§ **Extrait à lire**:
*-*-*

Rappelons que ce festival, qui se tient au mois de mai à Chambéry, en France, invite chaque année dix primo-romanciers de la Francophonie. Le choix des œuvres se fait par l’entremise d’un réseau de 3 200 lecteurs membres de clubs de lecture répartis en France et à l’étranger. Un événement fort apprécié des écrivains dont la devise est « On a lu, on a aimé, c’est à vous ! ».
Au cours des dernières années, Lori Saint-Martin (Les Portes closes) et Claudine Bourbonnais (Métis Beach) ont été invitées.

*-*-*

§ **Enregistrements présentés**:
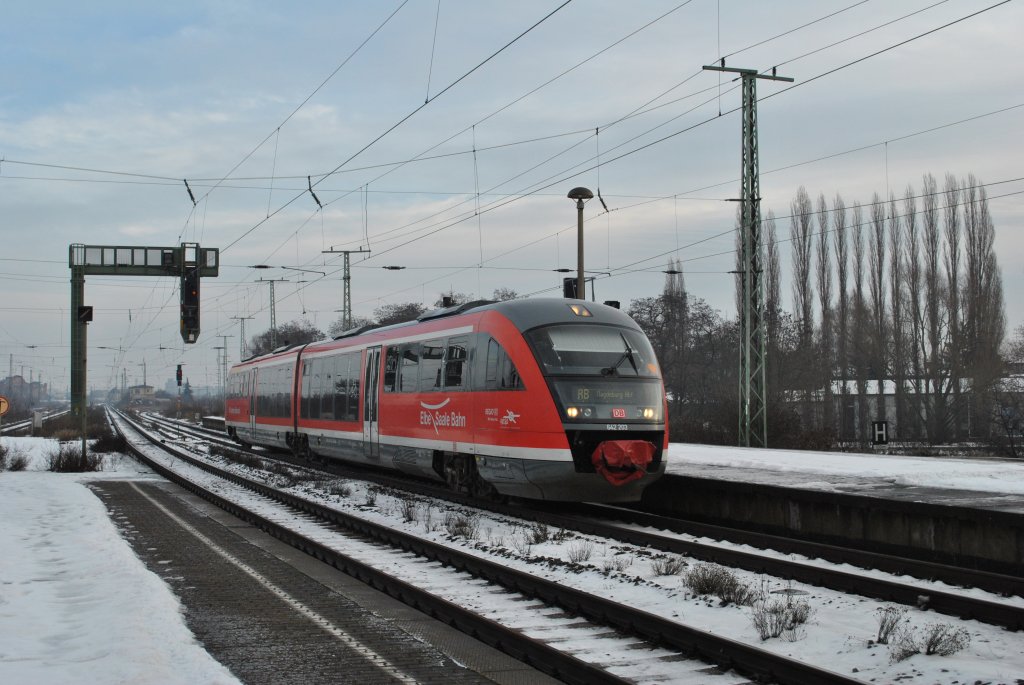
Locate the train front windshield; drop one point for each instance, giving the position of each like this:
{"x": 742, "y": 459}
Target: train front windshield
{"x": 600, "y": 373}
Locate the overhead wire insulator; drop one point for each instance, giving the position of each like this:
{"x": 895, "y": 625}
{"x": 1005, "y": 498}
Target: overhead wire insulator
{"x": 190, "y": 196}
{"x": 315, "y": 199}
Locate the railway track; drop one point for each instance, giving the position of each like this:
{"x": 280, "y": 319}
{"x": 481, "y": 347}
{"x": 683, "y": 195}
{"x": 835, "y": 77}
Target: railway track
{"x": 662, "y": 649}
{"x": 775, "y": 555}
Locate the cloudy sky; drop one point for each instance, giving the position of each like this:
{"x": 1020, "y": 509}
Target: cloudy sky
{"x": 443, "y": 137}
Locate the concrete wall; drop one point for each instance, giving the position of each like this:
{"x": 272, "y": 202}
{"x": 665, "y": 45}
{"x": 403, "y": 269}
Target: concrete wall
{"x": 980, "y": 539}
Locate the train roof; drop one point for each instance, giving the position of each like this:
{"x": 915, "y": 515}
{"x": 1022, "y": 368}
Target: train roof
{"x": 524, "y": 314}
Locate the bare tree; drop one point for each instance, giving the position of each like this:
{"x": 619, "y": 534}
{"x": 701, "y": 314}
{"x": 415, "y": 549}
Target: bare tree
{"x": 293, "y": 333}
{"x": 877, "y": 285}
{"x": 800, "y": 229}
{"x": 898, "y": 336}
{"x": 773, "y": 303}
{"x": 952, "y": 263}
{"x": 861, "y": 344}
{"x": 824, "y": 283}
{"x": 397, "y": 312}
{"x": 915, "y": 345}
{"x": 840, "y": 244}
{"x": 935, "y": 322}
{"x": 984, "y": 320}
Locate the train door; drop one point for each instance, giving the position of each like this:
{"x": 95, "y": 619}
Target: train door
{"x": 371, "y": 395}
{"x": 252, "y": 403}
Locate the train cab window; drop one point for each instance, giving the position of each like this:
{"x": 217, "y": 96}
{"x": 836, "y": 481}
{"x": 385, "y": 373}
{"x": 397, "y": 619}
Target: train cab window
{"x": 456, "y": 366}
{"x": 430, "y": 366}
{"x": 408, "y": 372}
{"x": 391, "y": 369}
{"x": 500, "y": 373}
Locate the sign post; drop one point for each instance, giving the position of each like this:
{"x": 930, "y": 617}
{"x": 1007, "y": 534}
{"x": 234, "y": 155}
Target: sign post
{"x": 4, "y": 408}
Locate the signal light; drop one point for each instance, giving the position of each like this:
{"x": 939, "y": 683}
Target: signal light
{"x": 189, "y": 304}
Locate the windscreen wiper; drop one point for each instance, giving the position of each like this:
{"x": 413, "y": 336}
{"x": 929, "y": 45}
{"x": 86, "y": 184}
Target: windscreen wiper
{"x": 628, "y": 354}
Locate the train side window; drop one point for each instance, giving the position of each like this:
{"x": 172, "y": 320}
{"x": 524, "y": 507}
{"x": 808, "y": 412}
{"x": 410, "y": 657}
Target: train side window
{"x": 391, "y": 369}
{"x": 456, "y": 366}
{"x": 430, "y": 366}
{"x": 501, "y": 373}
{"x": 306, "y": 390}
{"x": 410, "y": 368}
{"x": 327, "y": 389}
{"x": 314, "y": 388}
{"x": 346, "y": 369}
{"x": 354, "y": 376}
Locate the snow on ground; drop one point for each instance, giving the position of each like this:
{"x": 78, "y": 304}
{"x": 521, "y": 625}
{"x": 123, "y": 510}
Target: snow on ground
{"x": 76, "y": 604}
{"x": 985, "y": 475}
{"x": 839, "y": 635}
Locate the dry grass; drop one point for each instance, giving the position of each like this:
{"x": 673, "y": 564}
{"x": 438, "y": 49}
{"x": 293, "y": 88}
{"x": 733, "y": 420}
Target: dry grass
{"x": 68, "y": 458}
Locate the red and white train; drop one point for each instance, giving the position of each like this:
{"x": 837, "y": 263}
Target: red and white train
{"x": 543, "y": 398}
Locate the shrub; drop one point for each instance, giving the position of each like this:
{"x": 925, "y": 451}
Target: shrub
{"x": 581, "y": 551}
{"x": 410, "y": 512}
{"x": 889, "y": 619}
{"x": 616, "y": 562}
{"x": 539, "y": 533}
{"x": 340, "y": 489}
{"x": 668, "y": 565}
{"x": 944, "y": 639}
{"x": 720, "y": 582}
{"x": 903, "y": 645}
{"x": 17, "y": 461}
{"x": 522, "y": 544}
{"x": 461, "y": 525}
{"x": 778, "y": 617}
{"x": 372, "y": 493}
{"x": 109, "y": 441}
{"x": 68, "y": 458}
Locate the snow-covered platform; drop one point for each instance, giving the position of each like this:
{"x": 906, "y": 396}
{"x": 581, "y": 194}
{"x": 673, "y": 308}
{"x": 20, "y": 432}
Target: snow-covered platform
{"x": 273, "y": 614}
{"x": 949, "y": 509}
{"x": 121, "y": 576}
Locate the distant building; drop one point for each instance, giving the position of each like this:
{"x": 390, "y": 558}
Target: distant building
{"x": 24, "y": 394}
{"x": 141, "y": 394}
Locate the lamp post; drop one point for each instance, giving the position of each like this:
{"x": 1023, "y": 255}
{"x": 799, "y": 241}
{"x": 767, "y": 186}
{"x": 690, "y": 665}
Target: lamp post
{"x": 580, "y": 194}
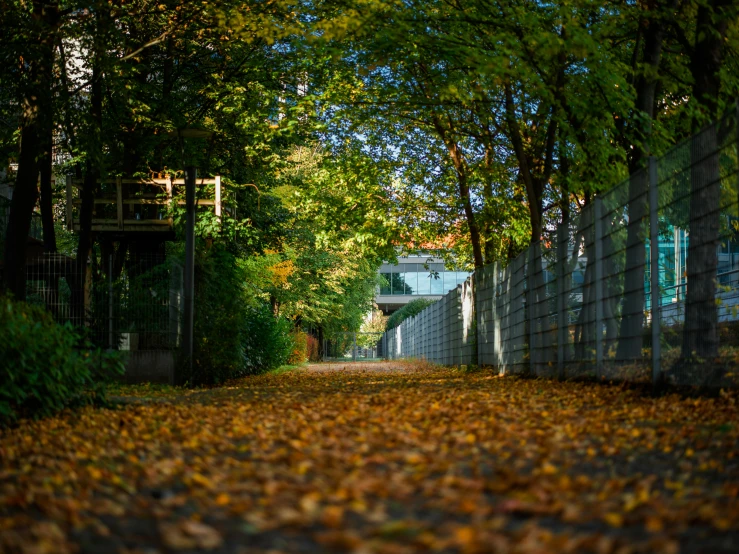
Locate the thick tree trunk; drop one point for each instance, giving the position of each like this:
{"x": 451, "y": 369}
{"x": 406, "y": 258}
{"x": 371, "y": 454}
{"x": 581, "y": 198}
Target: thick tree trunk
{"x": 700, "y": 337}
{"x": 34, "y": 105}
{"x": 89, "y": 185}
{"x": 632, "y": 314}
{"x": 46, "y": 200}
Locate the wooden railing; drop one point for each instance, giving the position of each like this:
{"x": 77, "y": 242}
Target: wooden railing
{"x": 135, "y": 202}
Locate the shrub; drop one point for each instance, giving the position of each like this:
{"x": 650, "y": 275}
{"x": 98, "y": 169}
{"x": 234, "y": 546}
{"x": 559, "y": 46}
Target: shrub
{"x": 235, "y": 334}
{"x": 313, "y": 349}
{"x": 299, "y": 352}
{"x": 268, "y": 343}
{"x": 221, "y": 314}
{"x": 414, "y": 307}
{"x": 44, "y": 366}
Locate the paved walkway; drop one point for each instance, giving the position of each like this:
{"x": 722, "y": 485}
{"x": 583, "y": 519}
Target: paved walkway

*-*-*

Poursuivez le texte sur le festival de Chambéry consacré aux primo-romanciers, à partir de sa dernière phrase.

§ **Résultat attendu**:
Ma folie à moi, c’est la recherche du temps perdu. L’effort tendu pour rattraper des bouts d’existences éparpillées dans l’infini de l’oubli me prend toute mon énergie. Je cherche, recherche, lis et relis des passages de vieux livres et des bribes de textes anciens, je regarde des photographies prises il y a cent ans, mon regard s’éternise sur des instants arrêtés, pris sur le vif par un appareil doté du pouvoir d’emprisonner en une seule image tous les détails, toutes les subtilités d’un moment fuyant. Et ce moment est rendu si loin dans l’espace-temps que la photo devient un rayonnement qui semble provenir d’un point distant de plus de cent années-lumière, un retour magique dans le passé.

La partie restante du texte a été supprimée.